[Entries from a pointing dataset]

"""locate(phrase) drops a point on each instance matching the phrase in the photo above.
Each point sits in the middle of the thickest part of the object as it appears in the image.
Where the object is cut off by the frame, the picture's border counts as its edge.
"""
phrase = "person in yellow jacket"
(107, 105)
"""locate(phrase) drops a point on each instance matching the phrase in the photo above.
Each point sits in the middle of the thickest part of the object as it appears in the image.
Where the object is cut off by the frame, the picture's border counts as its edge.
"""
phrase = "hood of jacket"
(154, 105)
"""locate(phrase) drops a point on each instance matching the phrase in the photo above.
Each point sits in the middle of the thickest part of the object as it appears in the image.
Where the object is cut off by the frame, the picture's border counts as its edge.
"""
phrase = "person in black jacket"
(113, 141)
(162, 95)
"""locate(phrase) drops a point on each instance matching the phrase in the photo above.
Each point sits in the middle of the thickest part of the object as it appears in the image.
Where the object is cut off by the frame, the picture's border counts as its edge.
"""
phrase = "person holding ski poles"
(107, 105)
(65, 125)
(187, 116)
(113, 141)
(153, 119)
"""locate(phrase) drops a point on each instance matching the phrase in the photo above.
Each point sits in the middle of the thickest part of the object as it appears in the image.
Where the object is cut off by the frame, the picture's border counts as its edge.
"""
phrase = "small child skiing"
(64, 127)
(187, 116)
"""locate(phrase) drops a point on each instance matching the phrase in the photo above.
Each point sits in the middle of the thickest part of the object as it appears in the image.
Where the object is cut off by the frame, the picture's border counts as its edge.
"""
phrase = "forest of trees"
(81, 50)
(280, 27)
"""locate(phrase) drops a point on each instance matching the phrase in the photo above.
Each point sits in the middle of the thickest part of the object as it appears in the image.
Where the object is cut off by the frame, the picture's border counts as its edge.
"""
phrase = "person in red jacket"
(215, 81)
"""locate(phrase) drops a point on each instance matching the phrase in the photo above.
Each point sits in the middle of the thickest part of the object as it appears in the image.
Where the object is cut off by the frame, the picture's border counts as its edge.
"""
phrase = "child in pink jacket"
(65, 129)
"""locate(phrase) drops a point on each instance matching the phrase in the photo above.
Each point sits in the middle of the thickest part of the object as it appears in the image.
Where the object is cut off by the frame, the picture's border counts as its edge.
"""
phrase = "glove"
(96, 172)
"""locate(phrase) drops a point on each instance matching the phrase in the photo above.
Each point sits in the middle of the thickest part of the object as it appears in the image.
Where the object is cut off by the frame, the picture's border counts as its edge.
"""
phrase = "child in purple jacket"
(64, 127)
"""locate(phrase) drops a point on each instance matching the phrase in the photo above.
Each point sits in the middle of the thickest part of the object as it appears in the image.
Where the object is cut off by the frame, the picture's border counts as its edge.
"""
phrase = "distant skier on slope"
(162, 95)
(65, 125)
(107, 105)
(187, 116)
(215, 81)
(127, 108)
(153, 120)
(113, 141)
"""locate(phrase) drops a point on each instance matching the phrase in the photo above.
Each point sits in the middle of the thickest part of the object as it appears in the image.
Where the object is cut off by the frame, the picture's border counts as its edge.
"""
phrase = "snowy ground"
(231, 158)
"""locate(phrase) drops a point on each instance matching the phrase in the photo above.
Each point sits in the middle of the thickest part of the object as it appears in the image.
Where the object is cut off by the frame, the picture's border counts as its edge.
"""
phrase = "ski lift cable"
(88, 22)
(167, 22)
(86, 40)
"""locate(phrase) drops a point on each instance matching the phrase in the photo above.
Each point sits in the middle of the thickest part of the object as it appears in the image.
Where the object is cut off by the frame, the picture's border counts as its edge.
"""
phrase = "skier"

• **Given exercise**
Your task is to give the records above again, exactly.

• **Result of the task**
"""locate(phrase) drops a point on each instance matching the phrase in the photo above.
Each point sits in the middle of the thickest part of the object as it appears in the image.
Where the object is cut off by the frame, the picture's border counts as its edge.
"""
phrase = "person in yellow jacket"
(107, 105)
"""locate(phrase) drops a point on each instance matching the phrase in the photo above.
Each point sits in the middle of the thickest part of the object as it appears in the image.
Where the object is cut off by the frame, the picture's border counts as its edge.
"""
phrase = "hood of jacket"
(154, 105)
"""locate(phrase) drops a point on each instance matching the phrase in the photo above.
Each point sits in the middle of the thickest part of the object as it appears in the image.
Where the object is cut off by the frame, the picture's border counts as its edge.
"""
phrase = "person in black jacket"
(113, 141)
(162, 95)
"""locate(phrase) drops a point on each instance matching the phrase in the photo above.
Each point sits in the middle of the thickest part of the object as it appears in the image.
Where the object is cut off by the frame, the picture's border counts as its edge.
"""
phrase = "person holding ski poles"
(107, 105)
(65, 125)
(187, 116)
(113, 141)
(153, 119)
"""locate(phrase) drops a point on each instance matching the phrase in the photo above.
Each point sits in the middle of the thickest part of the object as it appears in the image.
Where the object is cut off by the frame, the picture's border counts as its edge.
"""
phrase = "small child skiing"
(64, 127)
(187, 116)
"""locate(phrase) drops a point on each instance matching the phrase in the photo above.
Each point sits in the middle of the thickest part of the object as it appears in the image.
Where the object is cut off by the frame, the picture's border counts as its edge.
"""
phrase = "forest of trees"
(81, 50)
(280, 27)
"""locate(phrase) drops a point on each instance matching the phrase in the photo above.
Each point sits in the middle of the thickest part of the object as it appears in the image.
Where the object is cut off by the frame, the picture's border counts as its edge.
"""
phrase = "person in red jacket"
(215, 81)
"""locate(phrase) drops a point on each instance matching the phrase in the photo above.
Each point sits in the middle of the thickest part of the object as it appears in the image.
Where the object is cut off by the frame, the picture's border counts as its edge.
"""
phrase = "child in pink jacket"
(65, 129)
"""locate(phrase) drops a point on each instance matching the phrase in the photo above.
Each point sits in the middle of the thickest part of the object as it appears in the image.
Where the object is cut off by the frame, the picture's border counts as its edge.
"""
phrase = "glove"
(96, 172)
"""locate(phrase) drops a point on each instance matching the phrase in the photo above.
Each point sits in the middle of the thickest part of the object as it appears in the image.
Where the object is cut off by the frame, the picture's border counts as its edge.
"""
phrase = "child in purple jacket"
(64, 127)
"""locate(phrase) drops a point on each instance matching the phrase in the photo above.
Each point sits in the middle of the thickest part of the object as it appears in the image.
Where the object is cut off by the frame, the picture's border counts as its edge.
"""
phrase = "distant skier on slope"
(162, 95)
(65, 125)
(107, 105)
(187, 116)
(215, 81)
(127, 108)
(153, 120)
(113, 141)
"""locate(phrase) drops a point on each instance matching the phrase in the photo above.
Each point sits in the middle of the thickest part of the object as it appears in the image.
Where the object is cut off by the frame, the picture's border counts as its edge.
"""
phrase = "snowy ground"
(231, 158)
"""locate(phrase) drops a point on each instance matching the phrase in the photo above.
Each point sits in the middle of the thickest part of the object as it appears in the image.
Where the object is cut off by the frame, the picture's border counts as its edge.
"""
phrase = "ski lift cable"
(88, 22)
(167, 22)
(86, 40)
"""locate(phrase) drops a point on each instance matching the phrase in the photo above.
Each point sits in the middle of the thickest part of the object as it appears in the image.
Where the object is cut off by the frame, the picture's border counts as its edge.
"""
phrase = "skier"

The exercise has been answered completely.